In talking specifically about the need to build out our power transmission infrastructure, Vinod Khosla from Khosla Ventures had this to say:

By the way, we don’t need government to build transmission. If we solve the eminent-domain problem, there’s enough money in transmission that private industry would build all of it. They [governments] have to give you right of way and eminent-domain rights. So, it’s not that difficult a problem to solve, and it’s not about money.

Everything Vinod says about private capital being more than ready to build out the grid is completely true. I’ve verified this with my friend Edward J. Terillo, a former energy analyst who knows this space intimately. Money is sitting on the sidelines waiting for the chance to do this build-out.

What’s holding this money back is that these proposed power lines need to run somewhere – and nobody wants that ‘somewhere’ to be anywhere close to them.

The center of politics when it comes to rebuilding our aging power infrastructure isn’t in Washington. It’s in ‘Anytown, USA’. Most people probably don’t pay much attention to the specifics of this issue. They may not know the difference between traditional power lines and the proposed ‘smart grid’, and have no real understanding of the stress our current national power transmission system is under. But what they will pay close attention to – and in serious numbers – is the mere suggestion that new power lines might be running through their neighborhood. What they absolutely know is that a power line running anywhere near their house will reduce its value in a significant way.

And they will do everything in their power to oppose it.

Mr. Khosla points out that one solution to this is for the government to grant these companies “right of way and eminent-domain” so that they can make these investments unencumbered. Based on that, he believes that getting our power distribution infrastructure upgraded is “…not that difficult a problem to solve”.

I don’t see it that way.

TO BE DONE:
• 1. Quote the power transmission piece from "What’s holding this" up to and including "a significant way.".
• 2. List every word or phrase that the power transmission piece sets inside quotation marks.
• 3. Carry on writing the power transmission piece, starting right after its last sentence.

SUPPLIED DATA:
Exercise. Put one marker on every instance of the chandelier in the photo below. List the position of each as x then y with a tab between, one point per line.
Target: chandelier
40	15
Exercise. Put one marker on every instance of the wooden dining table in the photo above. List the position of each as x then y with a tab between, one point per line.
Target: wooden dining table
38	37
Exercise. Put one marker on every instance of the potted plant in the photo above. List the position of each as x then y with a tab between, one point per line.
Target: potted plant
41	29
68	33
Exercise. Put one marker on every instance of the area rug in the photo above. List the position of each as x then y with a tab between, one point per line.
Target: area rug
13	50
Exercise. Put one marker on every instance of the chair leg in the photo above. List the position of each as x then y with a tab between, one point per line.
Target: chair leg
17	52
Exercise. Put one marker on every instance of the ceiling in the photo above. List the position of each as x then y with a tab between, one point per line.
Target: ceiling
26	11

...

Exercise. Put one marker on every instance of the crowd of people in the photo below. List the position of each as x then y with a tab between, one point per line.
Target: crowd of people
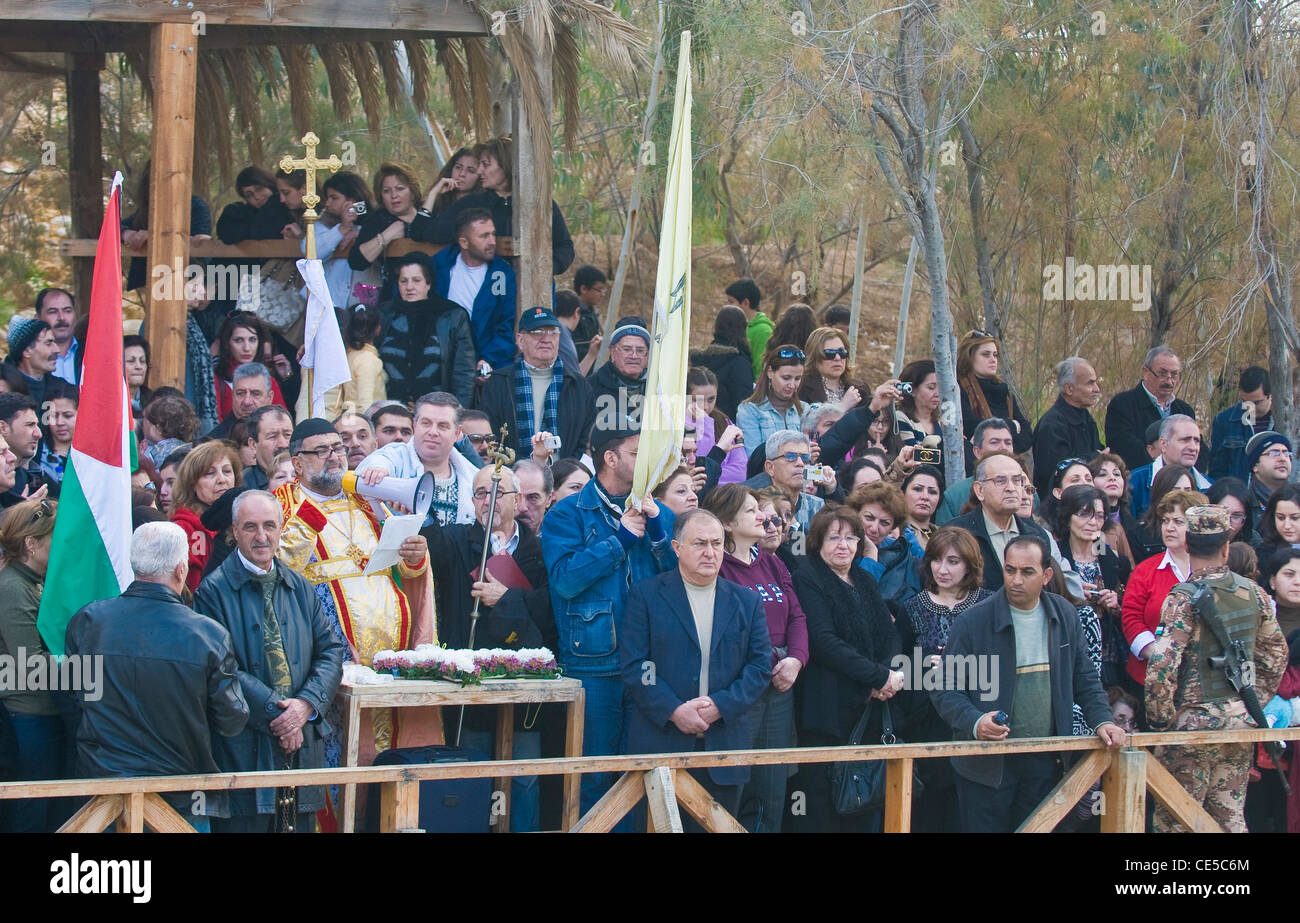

THE RESPONSES:
• 1.
What’s holding this money back is that these proposed power lines need to run somewhere – and nobody wants that ‘somewhere’ to be anywhere close to them.

The center of politics when it comes to rebuilding our aging power infrastructure isn’t in Washington. It’s in ‘Anytown, USA’. Most people probably don’t pay much attention to the specifics of this issue. They may not know the difference between traditional power lines and the proposed ‘smart grid’, and have no real understanding of the stress our current national power transmission system is under. But what they will pay close attention to – and in serious numbers – is the mere suggestion that new power lines might be running through their neighborhood. What they absolutely know is that a power line running anywhere near their house will reduce its value in a significant way.

• 2.
somewhere
Anytown, USA
smart grid
right of way and eminent-domain
…not that difficult a problem to solve

• 3.
While mandating ‘rights-of-way’ may be sound in theory, what it means in practice is that the federal or state government will need to co-opt the rights of local townships and force them to permit these build-outs on lands within their jurisdiction. It also means that homeowners impacted by these mandated rights-of-way, while probably being marginally compensated for any land taken from them, would be unlikely to receive compensation for any negative impact it may have on their home values. I can’t imagine that there are that many people in Congress or the state legislatures that would want to have their name tied to any legislation like this.

But even assuming that these government bodies could marshal the political will to wrest control of these lands from local municipalities (not a given by any means), they would still need to determine where any new power lines sould be run. And that is where this process would really spin out of control. A broad collation of local rights groups and environmentalists will certainly launch a range of challenges to tie the planning process up in court. Individual homeowners that are impacted by these lines will be able to do the same. Politics will come in to this at every level, with federal agencies going out of their way to present plans that won’t disproportionately impact any specific demographic, while local politicians will look to protect their electoral power base.

And somewhere in that mess, the actual engineers might have something to say as well.

Perhaps a more practical solution, when all costs are considered, is to run the grid underground when it passes near or through any populated area. On a per mile basis, it costs about five times as much to bury the lines as it does to run them on towers. However, taking that approach may stir up far less opposition – utilities lines of all sorts are buried all around us – and might even end up costing less on a full project life cycle basis than delaying implementation by decade or more and dealing with the cost of endless court challenges. We should probably also think more about local/edge based power generation – especially solar – and how that could change the demand profile a national level grid would need to handle.

Figuring out an approach that works for everyone is going to be tough. There are a lot of different interests with a stake in this, and political minefields are everywhere. Attempting to impose a federally mandated solution will meet fierce opposition that will cut across party lines. It will require all sorts of deal-making and back-scratching to get any type of agreement in place.

And it will take time.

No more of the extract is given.